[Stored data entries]

+ + + +

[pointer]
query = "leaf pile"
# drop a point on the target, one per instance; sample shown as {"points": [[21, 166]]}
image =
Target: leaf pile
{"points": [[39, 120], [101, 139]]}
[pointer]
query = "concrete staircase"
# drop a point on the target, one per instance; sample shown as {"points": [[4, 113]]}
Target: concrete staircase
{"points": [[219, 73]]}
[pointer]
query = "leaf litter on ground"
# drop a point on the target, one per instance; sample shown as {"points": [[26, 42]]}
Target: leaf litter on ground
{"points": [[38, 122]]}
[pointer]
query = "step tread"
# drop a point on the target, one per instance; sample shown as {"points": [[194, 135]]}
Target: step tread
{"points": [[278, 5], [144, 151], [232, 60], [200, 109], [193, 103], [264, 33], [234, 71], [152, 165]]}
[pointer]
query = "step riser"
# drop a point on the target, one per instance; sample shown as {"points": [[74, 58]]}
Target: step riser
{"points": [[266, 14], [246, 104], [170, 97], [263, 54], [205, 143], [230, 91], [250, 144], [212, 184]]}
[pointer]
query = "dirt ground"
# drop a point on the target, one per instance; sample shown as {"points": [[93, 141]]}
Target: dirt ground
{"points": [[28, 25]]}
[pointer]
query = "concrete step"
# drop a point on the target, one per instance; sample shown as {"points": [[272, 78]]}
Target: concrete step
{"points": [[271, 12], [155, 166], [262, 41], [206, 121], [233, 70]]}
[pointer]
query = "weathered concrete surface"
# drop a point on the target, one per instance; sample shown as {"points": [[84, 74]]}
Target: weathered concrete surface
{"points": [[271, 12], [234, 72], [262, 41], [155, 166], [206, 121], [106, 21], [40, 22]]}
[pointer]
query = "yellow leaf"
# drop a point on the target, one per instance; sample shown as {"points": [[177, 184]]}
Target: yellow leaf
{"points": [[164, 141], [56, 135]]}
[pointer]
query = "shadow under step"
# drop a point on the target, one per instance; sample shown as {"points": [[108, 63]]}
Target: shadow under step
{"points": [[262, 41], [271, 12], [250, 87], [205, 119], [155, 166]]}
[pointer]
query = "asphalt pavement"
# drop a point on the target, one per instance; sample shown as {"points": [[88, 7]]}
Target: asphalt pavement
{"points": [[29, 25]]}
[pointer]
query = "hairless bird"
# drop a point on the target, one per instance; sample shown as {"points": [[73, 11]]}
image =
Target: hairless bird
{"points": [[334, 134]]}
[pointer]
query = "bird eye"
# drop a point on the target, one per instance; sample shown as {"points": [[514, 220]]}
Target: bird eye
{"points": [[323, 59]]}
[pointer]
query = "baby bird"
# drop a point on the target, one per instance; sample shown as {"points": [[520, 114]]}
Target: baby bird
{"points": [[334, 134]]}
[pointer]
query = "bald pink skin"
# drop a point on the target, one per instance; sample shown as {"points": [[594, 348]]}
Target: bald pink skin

+ + + +

The exercise – Please output every record, keeping each line exact.

Completed task –
[pointer]
query = "leaf pile"
# drop a point on the target, one per instance; sample shown as {"points": [[21, 166]]}
image =
Target: leaf pile
{"points": [[39, 120], [101, 139]]}
[pointer]
query = "concrete staircase"
# drop a point on the target, one per instance; sample shown as {"points": [[4, 113]]}
Target: concrete staircase
{"points": [[219, 73]]}
[pointer]
query = "leaf litter on ground"
# drop a point on the target, one per instance; sample shown as {"points": [[26, 42]]}
Target: leaf litter on ground
{"points": [[38, 122]]}
[pointer]
query = "step tread"
# drop a point on the target, one per instance; sample shown as {"points": [[194, 135]]}
Target: step tread
{"points": [[278, 5], [144, 151], [232, 60], [200, 109], [193, 103], [264, 33], [234, 71], [152, 165]]}
[pointer]
query = "step riser"
# drop a point on the target, one per instance; sample shown as {"points": [[74, 58]]}
Target: step riser
{"points": [[266, 14], [246, 104], [170, 97], [263, 54], [205, 143], [230, 91], [250, 144], [212, 184]]}
[pointer]
query = "dirt ground"
# drop a point on the target, one per instance; sample shown as {"points": [[93, 141]]}
Target: dirt ground
{"points": [[28, 25]]}
[pointer]
query = "concrete step"
# drop a point on the target, one per instance; sample shown as {"points": [[272, 78]]}
Target: concrete step
{"points": [[271, 12], [155, 166], [262, 41], [206, 121], [233, 70]]}
[pointer]
query = "weathered concrete surface"
# drop a point on the target, one per instance; sample shown as {"points": [[84, 74]]}
Target: weathered concrete surface
{"points": [[271, 12], [234, 72], [262, 41], [155, 166], [206, 121], [106, 21], [40, 22]]}
[pointer]
query = "yellow leaf"
# drop a point on the target, one per instance; sample shown as {"points": [[177, 184]]}
Target: yellow leaf
{"points": [[164, 141], [56, 135]]}
[pointer]
query = "shadow under step"
# drop a point on the target, one per instance; sample shown as {"points": [[108, 63]]}
Target: shadow under step
{"points": [[262, 41], [271, 12], [250, 87], [205, 119], [155, 166]]}
[pointer]
query = "asphalt pavement"
# drop a point on the target, one per instance; sample shown as {"points": [[88, 7]]}
Target: asphalt pavement
{"points": [[29, 25]]}
[pointer]
query = "hairless bird"
# drop a point on the target, one per instance; sample shown as {"points": [[73, 11]]}
image =
Target: hairless bird
{"points": [[334, 134]]}
[pointer]
query = "bird eye"
# drop a point on the target, one per instance; sample shown as {"points": [[514, 220]]}
Target: bird eye
{"points": [[323, 59]]}
[pointer]
query = "baby bird"
# drop a point on the target, one per instance; sample shown as {"points": [[520, 114]]}
Target: baby bird
{"points": [[334, 134]]}
[pointer]
query = "bald pink skin"
# drop a point on the target, one per instance; sample shown as {"points": [[594, 348]]}
Target: bald pink skin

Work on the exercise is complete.